THE TASK: Every word of the listing must be returned. Retype it exactly.

····················

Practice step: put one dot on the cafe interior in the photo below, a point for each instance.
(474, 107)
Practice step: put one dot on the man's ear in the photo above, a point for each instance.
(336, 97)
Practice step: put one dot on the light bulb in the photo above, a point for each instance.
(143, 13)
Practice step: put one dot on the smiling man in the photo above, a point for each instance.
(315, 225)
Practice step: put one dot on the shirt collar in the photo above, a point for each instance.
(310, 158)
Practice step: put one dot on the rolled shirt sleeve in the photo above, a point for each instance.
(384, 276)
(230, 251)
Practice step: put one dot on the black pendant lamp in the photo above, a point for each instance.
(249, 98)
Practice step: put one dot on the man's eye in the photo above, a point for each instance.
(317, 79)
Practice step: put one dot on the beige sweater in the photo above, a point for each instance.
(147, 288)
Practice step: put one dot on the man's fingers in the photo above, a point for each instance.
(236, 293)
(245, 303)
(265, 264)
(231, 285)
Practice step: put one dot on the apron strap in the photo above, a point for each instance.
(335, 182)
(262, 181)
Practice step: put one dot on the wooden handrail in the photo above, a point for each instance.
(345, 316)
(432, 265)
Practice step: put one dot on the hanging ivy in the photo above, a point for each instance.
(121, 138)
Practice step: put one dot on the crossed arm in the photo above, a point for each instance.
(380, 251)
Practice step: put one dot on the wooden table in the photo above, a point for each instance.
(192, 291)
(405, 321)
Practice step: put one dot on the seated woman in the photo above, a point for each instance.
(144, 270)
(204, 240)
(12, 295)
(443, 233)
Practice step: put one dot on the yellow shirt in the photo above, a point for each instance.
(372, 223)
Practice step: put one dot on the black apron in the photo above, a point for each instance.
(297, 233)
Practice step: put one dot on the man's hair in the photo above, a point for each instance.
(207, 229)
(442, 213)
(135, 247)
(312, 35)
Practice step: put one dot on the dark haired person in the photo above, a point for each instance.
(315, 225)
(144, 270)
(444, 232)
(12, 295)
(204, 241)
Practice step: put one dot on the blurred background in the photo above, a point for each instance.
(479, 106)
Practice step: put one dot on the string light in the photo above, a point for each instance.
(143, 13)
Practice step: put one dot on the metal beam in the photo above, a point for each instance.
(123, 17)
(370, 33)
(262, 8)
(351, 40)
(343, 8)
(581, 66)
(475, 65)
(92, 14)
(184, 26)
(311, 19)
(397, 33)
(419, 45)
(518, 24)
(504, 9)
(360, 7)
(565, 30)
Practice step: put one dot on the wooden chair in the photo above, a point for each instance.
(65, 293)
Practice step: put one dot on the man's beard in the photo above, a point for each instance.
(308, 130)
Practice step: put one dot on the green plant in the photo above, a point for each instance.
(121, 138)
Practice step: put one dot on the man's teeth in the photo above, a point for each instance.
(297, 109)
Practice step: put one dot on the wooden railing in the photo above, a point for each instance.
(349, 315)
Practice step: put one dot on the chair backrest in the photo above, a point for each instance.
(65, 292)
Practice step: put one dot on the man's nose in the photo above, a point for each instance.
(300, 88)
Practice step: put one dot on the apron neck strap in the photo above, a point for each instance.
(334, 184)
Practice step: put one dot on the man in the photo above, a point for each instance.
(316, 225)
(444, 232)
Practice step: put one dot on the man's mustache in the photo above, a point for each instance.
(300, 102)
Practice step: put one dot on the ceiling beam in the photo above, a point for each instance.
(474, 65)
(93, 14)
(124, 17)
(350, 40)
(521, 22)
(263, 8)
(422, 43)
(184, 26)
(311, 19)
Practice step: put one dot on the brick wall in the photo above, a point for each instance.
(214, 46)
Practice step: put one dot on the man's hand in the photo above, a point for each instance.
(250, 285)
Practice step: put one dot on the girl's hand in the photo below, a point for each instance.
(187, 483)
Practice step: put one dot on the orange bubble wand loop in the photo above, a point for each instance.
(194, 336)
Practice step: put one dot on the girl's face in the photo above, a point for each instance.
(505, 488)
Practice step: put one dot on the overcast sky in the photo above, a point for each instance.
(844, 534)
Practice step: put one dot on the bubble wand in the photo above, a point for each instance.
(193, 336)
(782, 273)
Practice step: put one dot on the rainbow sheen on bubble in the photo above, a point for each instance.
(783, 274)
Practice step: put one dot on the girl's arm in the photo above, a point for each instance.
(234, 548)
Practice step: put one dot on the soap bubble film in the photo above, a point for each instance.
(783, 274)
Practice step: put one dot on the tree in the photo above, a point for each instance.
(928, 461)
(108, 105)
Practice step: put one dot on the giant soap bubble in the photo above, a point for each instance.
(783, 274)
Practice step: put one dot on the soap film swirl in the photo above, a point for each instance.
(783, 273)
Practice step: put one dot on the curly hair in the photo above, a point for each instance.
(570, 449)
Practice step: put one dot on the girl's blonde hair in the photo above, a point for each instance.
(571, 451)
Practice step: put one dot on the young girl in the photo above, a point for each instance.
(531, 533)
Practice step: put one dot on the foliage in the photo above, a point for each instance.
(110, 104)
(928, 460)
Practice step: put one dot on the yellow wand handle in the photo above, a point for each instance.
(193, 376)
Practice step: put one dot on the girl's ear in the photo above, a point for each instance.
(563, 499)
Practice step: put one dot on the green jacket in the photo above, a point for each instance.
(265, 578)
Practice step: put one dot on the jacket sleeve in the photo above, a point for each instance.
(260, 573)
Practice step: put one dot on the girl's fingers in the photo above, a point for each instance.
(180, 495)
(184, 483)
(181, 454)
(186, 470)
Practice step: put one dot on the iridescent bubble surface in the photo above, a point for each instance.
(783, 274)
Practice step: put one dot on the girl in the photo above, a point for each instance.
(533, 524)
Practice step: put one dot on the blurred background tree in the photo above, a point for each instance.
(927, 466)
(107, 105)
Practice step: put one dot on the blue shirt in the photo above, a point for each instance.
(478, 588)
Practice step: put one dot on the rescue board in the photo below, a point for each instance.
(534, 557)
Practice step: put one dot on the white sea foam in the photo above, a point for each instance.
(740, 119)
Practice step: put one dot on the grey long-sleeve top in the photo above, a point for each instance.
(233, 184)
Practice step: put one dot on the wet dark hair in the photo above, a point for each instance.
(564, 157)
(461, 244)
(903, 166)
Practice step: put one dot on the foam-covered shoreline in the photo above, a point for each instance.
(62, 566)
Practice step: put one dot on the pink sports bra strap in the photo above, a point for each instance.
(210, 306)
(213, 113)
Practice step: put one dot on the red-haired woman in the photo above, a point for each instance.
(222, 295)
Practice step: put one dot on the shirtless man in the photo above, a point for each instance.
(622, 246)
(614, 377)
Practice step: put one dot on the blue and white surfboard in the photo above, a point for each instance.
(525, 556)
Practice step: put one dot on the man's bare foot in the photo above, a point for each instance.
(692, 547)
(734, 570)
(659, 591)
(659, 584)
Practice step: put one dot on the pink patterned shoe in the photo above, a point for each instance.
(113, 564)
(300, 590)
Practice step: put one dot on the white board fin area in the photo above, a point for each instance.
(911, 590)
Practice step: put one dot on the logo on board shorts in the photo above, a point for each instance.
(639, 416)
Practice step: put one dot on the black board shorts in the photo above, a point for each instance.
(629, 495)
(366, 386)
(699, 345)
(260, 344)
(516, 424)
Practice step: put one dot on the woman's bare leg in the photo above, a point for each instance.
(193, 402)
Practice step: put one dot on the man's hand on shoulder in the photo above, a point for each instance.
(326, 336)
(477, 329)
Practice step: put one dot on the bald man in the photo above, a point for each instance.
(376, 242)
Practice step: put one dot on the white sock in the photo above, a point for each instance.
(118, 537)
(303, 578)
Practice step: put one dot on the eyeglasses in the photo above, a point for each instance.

····················

EXPECTED ANSWER:
Practice step: put one dot on the cafe interior in the photo below, a point for each instance.
(474, 107)
Practice step: put one dot on the man's ear in the photo above, a point for each instance.
(336, 97)
Practice step: put one dot on the light bulb in the photo above, a point for each instance.
(143, 13)
Practice step: put one dot on the smiling man in the photo above, a point for each instance.
(315, 225)
Practice step: put one dot on the shirt collar in the photo above, a point for each instance.
(310, 158)
Practice step: put one dot on the rolled shirt sleeve in the photo above, a point for each instance.
(384, 276)
(230, 251)
Practice step: put one dot on the black pendant lamp in the photo above, a point for each instance.
(249, 98)
Practice step: put one dot on the man's eye in the photo above, a point for each instance.
(317, 79)
Practice step: put one dot on the beige sweater in the photo above, a point for each instance.
(147, 288)
Practice step: put one dot on the man's fingers in the photo above, a point for each instance.
(236, 293)
(245, 303)
(265, 264)
(231, 285)
Practice step: put one dot on the apron strap in the photo above, a point for each instance.
(335, 182)
(262, 181)
Practice step: put one dot on the wooden handrail in the photo above, a point for each instance.
(345, 316)
(432, 265)
Practice step: put one dot on the hanging ivy in the photo above, a point for each instance.
(121, 138)
Practice step: put one dot on the crossed arm in the photo above, a point for each instance.
(380, 251)
Practice step: put one dot on the wooden table in the photo above, a point for each instance.
(192, 291)
(405, 321)
Practice step: put one dot on the seated woman in the photo above, a point for each instance.
(144, 270)
(204, 240)
(12, 295)
(443, 233)
Practice step: put one dot on the yellow shirt in the photo above, a point for each instance.
(372, 223)
Practice step: put one dot on the black apron in the photo above, a point for each instance.
(297, 233)
Practice step: put one dot on the man's hair in the photo above, a point for each instance.
(207, 229)
(442, 213)
(135, 247)
(312, 35)
Practice step: put one dot on the dark haired person in the photo above, a point for each instance.
(315, 225)
(144, 270)
(444, 232)
(12, 295)
(204, 241)
Practice step: put one dot on the blurred background in the photo above, a point for each instance.
(479, 106)
Practice step: put one dot on the string light in the photo above, a point for each instance.
(143, 13)
Practice step: put one dot on the metal beam in the photo above, a point for each instance.
(123, 17)
(370, 33)
(262, 8)
(351, 40)
(343, 8)
(581, 66)
(475, 65)
(92, 14)
(184, 26)
(311, 19)
(397, 33)
(419, 45)
(518, 24)
(504, 9)
(360, 7)
(565, 30)
Practice step: put one dot on the wooden chair in the photo above, a point for each instance.
(65, 293)
Practice step: put one dot on the man's beard in the photo above, a point for each instance.
(308, 130)
Practice step: put one dot on the green plant in the photo above, a point for each instance.
(121, 138)
Practice step: put one dot on the man's teeth in the photo above, a point for each instance.
(297, 109)
Practice step: put one dot on the wooden railing in the photo above, a point for each instance.
(349, 315)
Practice step: put one dot on the chair backrest in the photo above, a point for each instance.
(65, 292)
Practice step: put one dot on the man's nose in the photo above, a point for each instance.
(300, 88)
Practice step: put one dot on the apron neck strap in the photo above, a point for each instance.
(334, 184)
Practice step: put one dot on the man in the photo above, a point for each instance.
(316, 225)
(444, 232)
Practice step: put one dot on the man's mustache in the photo above, a point for each instance.
(300, 102)
Practice step: put one dot on the ceiling beam in the photo above, a point for each instance.
(474, 65)
(93, 14)
(124, 17)
(350, 40)
(521, 22)
(263, 8)
(422, 43)
(184, 26)
(311, 19)
Practice step: put one dot on the brick wall in the photo above, a point for each instance.
(214, 46)
Practice step: put one dot on the man's hand in the photo above, a point for each instance.
(250, 285)
Practice step: put one dot on the girl's hand in the photo below, a point for each instance.
(187, 483)
Practice step: put one dot on the orange bubble wand loop in the photo above, a point for each instance.
(194, 336)
Practice step: put one dot on the girl's face in the photo above, a point for each instance.
(505, 488)
Practice step: put one dot on the overcast sky in the photo above, a point for each instance.
(844, 534)
Practice step: put one dot on the bubble wand in the photo above, a point for each instance.
(193, 336)
(782, 273)
Practice step: put one dot on the rainbow sheen on bubble in the photo above, a point for each instance.
(783, 274)
Practice step: put one dot on the girl's arm in the photo above, a point for each instance.
(234, 548)
Practice step: put one dot on the soap bubble film in the photo above, a point for each instance.
(783, 274)
Practice step: put one dot on the tree in the photo above, a point for each instance.
(928, 461)
(108, 105)
Practice step: put one dot on the giant soap bubble in the photo above, a point for each instance.
(783, 274)
Practice step: put one dot on the soap film swirl in the photo above, a point for each instance.
(783, 273)
Practice step: put one dot on the curly hair in the photo above, a point for each instance.
(570, 449)
Practice step: put one dot on the girl's blonde hair in the photo above, a point for each instance.
(571, 451)
Practice step: put one dot on the young girl in the photo above, a point for each instance.
(531, 533)
Practice step: put one dot on the foliage in the photo above, a point for each instance.
(110, 104)
(928, 460)
Practice step: put one dot on the yellow wand handle in the photo above, a point for each instance.
(193, 376)
Practice step: put one dot on the girl's ear in the photo above, a point for each instance.
(563, 499)
Practice step: put one dot on the green jacket in the photo above, a point for each instance.
(265, 578)
Practice step: put one dot on the jacket sleeve in the photo above, a point for each instance.
(260, 573)
Practice step: put one dot on the girl's fingers in the photo above, a point for each instance.
(180, 495)
(184, 483)
(181, 454)
(186, 470)
Practice step: put one dot on the iridescent bubble surface in the photo above, a point for each instance.
(783, 274)
Practice step: put one dot on the girl in the photo above, a point for each instance.
(533, 524)
Practice step: put one dot on the blurred background tree in the photo above, a point for each instance.
(927, 466)
(107, 105)
Practice step: put one dot on the blue shirt in the photo above, a point for each instance.
(478, 588)
Practice step: put one dot on the rescue board in the photo below, a point for each instance.
(534, 557)
Practice step: put one dot on the white sea foam in the photo above, a point for each instance.
(740, 119)
Practice step: put one dot on the grey long-sleeve top in the photo above, a point for each instance.
(233, 184)
Practice step: put one dot on the wet dark hair in the photo above, a point for each instance.
(564, 157)
(461, 244)
(903, 166)
Practice step: put one dot on the foam-covered shoreline in the photo above, a point for each instance.
(62, 566)
Practice step: put one dot on the pink sports bra strap in the photo above, a point for each instance.
(210, 306)
(213, 113)
Practice step: put one dot on the red-haired woman in the photo above, a point for each instance.
(222, 295)
Practice step: put one dot on the shirtless man in the photo above, a point for each instance.
(622, 246)
(614, 377)
Practice step: put one dot on the blue and white surfboard in the photo above, a point for each instance.
(525, 556)
Practice step: put one dot on the man's bare foot in the photo above, a point for each instance.
(692, 547)
(734, 570)
(659, 591)
(659, 584)
Practice step: put one dot on the pink patterned shoe in the photo above, a point for each instance.
(113, 564)
(300, 590)
Practice step: put one dot on the white board fin area in the photo above, a point for each instance.
(911, 590)
Practice step: put one dot on the logo on board shorts in the photo above, a point for each instance.
(639, 416)
Practice step: put one dot on the black board shorts in the photo above, a point for each instance.
(629, 495)
(366, 386)
(699, 345)
(260, 344)
(516, 424)
Practice step: put one dot on the woman's bare leg in the photo above, a point for each instance.
(193, 402)
Practice step: put one dot on the man's hand on shoulder in the photo above, a point for each instance.
(326, 336)
(477, 329)
Practice step: put one dot on the bald man in the photo above, a point for each instance.
(376, 242)
Practice step: put one dot on the white sock in the photo above, a point for each instance.
(118, 537)
(303, 578)
Practice step: put one dot on the eyeglasses in the photo above, a point for each instance.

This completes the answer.